Location identification entries:
---*---
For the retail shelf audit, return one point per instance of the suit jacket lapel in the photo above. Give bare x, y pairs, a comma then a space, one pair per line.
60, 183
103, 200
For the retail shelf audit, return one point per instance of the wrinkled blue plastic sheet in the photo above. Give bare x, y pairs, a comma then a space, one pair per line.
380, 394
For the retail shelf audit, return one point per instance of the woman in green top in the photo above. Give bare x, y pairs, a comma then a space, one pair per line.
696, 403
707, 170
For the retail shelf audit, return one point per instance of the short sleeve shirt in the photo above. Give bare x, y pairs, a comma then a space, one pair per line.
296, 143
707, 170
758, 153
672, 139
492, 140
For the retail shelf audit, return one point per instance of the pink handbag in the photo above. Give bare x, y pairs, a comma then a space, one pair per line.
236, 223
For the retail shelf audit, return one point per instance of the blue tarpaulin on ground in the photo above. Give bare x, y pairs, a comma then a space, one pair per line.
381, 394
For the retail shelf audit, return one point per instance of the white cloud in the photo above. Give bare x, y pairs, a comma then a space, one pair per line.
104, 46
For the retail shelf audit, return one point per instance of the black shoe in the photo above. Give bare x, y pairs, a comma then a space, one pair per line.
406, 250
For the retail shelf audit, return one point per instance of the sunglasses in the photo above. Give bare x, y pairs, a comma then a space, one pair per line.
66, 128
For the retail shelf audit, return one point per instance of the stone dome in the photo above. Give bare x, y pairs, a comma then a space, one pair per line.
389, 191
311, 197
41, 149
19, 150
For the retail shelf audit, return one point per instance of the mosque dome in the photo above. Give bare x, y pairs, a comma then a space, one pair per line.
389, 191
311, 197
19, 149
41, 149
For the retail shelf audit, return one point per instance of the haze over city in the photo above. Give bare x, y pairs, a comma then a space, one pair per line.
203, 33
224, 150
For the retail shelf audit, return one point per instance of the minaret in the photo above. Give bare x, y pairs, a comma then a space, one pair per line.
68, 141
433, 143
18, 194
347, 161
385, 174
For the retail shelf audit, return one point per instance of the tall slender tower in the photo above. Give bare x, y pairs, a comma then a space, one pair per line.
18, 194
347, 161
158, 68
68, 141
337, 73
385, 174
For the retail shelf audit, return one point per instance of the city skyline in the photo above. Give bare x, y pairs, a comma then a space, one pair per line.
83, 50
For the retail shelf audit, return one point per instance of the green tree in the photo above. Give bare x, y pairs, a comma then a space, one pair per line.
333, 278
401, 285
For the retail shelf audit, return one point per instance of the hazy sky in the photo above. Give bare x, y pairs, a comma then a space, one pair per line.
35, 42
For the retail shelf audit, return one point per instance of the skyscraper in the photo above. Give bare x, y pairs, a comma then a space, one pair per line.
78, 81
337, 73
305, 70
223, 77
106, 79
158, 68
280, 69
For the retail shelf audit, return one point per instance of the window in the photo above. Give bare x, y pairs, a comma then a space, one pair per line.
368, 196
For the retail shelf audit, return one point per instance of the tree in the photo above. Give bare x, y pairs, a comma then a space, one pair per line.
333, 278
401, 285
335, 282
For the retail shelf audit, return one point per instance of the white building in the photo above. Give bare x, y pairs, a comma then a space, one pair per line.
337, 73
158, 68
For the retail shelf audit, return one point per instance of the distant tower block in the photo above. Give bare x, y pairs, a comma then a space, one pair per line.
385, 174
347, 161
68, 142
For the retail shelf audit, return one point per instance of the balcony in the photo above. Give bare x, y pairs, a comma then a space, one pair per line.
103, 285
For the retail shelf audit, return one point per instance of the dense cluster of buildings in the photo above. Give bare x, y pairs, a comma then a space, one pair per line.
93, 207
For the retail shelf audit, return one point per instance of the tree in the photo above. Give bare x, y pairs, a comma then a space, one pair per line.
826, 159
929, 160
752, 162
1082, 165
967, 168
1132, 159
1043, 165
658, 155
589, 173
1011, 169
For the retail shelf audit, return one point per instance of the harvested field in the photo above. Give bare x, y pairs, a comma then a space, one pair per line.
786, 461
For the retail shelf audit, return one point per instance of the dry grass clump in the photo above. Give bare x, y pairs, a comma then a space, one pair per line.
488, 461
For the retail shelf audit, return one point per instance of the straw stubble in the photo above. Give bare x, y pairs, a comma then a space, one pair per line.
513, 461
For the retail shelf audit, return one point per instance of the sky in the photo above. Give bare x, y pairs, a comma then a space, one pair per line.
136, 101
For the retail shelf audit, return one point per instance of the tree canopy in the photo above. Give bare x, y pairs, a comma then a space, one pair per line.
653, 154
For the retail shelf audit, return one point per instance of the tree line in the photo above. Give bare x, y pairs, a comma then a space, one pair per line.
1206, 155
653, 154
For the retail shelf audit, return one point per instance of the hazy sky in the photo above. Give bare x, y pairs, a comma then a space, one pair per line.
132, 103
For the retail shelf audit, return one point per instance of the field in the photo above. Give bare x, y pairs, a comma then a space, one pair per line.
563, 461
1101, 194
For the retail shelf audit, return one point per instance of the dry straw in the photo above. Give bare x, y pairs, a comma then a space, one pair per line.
---*---
DIRECTIONS: All of the data needs to be printed once more, exactly.

FINAL RESULT:
For the retail shelf audit, return one point per instance of the suit jacket lapel in the photo above. Give bare x, y pairs, a comma then a space, one pair per line.
60, 183
103, 200
For the retail shelf audit, return one point per instance of the wrinkled blue plastic sheet in the photo above. Give bare x, y pairs, a comma then a space, one pair per line.
380, 394
For the retail shelf audit, return one point per instance of the woman in green top in the photo above. Give bare x, y pairs, a comma then a space, one pair per line.
696, 403
707, 170
For the retail shelf audit, return one point per instance of the short sleeve shirt in the photo above. Give bare x, y pairs, a comma then a space, one pair per line.
296, 143
707, 170
758, 153
672, 139
492, 140
For the retail shelf audit, return one point per instance of the pink handbag in the photo above. Give bare x, y pairs, a comma then a space, one pair per line.
236, 223
For the retail shelf audit, return one point per instance of the blue tarpaulin on ground in the photo above. Give bare x, y pairs, a comma then a space, one pair per line.
381, 394
For the retail shelf audit, return one point per instance of the white cloud in the photo above. Give bare x, y pairs, a comma then a space, one pair per line.
104, 46
For the retail shelf audit, return one point per instance of the black shoe in the photo above. Give bare x, y pairs, a comma then a space, one pair per line.
406, 250
For the retail shelf audit, return one point per instance of the sunglasses in the photo above. Give bare x, y pairs, a comma then a space, one pair per line.
66, 128
For the retail shelf audit, return one point per instance of the stone dome in the photo above. Give bare x, y pairs, a comma then a space, one pair per line.
389, 191
311, 197
41, 149
19, 150
For the retail shelf audit, return one point per instance of the mosque dome in the photo above. Give bare x, y pairs, a comma then a space, one pair per line.
389, 191
311, 197
19, 149
41, 149
For the retail shelf audit, return one point per instance of the haze over city in the photo above. Give bare x, y pairs, a comma then a space, one pair per line.
203, 33
224, 150
For the retail shelf audit, return one point per instance of the minaret in the photo above. Give bare x, y pairs, a comma then a space, one pair per line.
68, 141
433, 143
18, 194
347, 161
385, 174
For the retail shelf audit, return one point per instance of the tall slender tower in the photo above. Give bare x, y pairs, a comma then a space, one pair per line.
18, 194
347, 161
158, 68
68, 141
337, 73
385, 174
For the retail shelf audit, return one point per instance of the city skyline in the photo above. Give bare x, y pairs, a comma then a space, one pair per line.
83, 50
For the retail shelf audit, return one point per instance of the green tree in the photo above. Give bare x, y pairs, a comma then a space, one pair per line.
333, 278
401, 285
For the retail shelf audit, return one point per instance of the hazy sky in the photo above. Give bare x, y pairs, a comma then a space, one pair per line.
35, 42
For the retail shelf audit, return one point per instance of the skyscraper in the photo above. Give bare x, y pairs, a comma then a space, one pair per line.
78, 81
337, 73
305, 70
223, 77
106, 79
158, 68
280, 69
For the retail shelf audit, return one point per instance of the window in the photo above. Give bare x, y pairs, a comma then a space, one pair per line.
368, 196
For the retail shelf audit, return one point per instance of the tree in the photo above. Give bare x, y pairs, a comma then a space, one pair per line.
333, 278
401, 285
335, 282
For the retail shelf audit, return one point per instance of the white building in the photo above. Give bare x, y pairs, a comma then a space, one pair per line.
337, 73
158, 68
For the retail shelf audit, return one point per instance of the distant tower block in the photo above. Give bare x, y pairs, a comma then a space, one pair per line.
385, 174
347, 161
68, 142
For the retail shelf audit, return one point per instance of the balcony in the photo above. Give bare x, y pairs, a comma then a space, one pair per line.
103, 285
For the retail shelf audit, return one point per instance of the dense cluster of buildings in the photo above. Give bare x, y pairs, a comma then a space, one pair per line.
93, 207
For the retail shelf audit, return one point per instance of the tree in the photo above. Give bare x, y pairs, a comma then a space, one pair per line.
826, 159
929, 160
752, 162
1082, 165
967, 168
1132, 159
1043, 165
658, 155
589, 173
1011, 169
For the retail shelf audit, return one point per instance of the harvested field in the photo above. Give bare x, y pairs, a comma then a space, one pair per line.
786, 461
For the retail shelf audit, return one point per instance of the dry grass clump in the photo above. Give bare x, y pairs, a comma then a space, one pair per line.
488, 461
For the retail shelf audit, return one point per instance of the straw stubble in the photo above. Give bare x, y pairs, a comma then a space, one pair per line.
513, 461
For the retail shelf audit, return one point per instance of the sky in the photo above. Give bare x, y pairs, a comma then a space, one pair per line.
136, 101
For the retail shelf audit, return one point per instance of the tree canopy in the photo above. Give bare x, y pairs, a comma then a space, one pair per line.
653, 154
For the retail shelf audit, return one point per instance of the tree line in the photo above. Give bare x, y pairs, a comma then a space, one pair per line.
1206, 155
653, 154
For the retail shelf audit, return one point per instance of the hazy sky in the photo above. Give bare x, y pairs, a comma then a space, one pair per line.
132, 103
For the retail shelf audit, return one point per instance of the field in the photo above. Give bare x, y pairs, a comma then a space, one pair per line.
563, 461
1101, 194
For the retail shelf audit, return one point per instance of the dry straw in the photo above. Give bare x, y pairs, a comma then a space, one pair per line.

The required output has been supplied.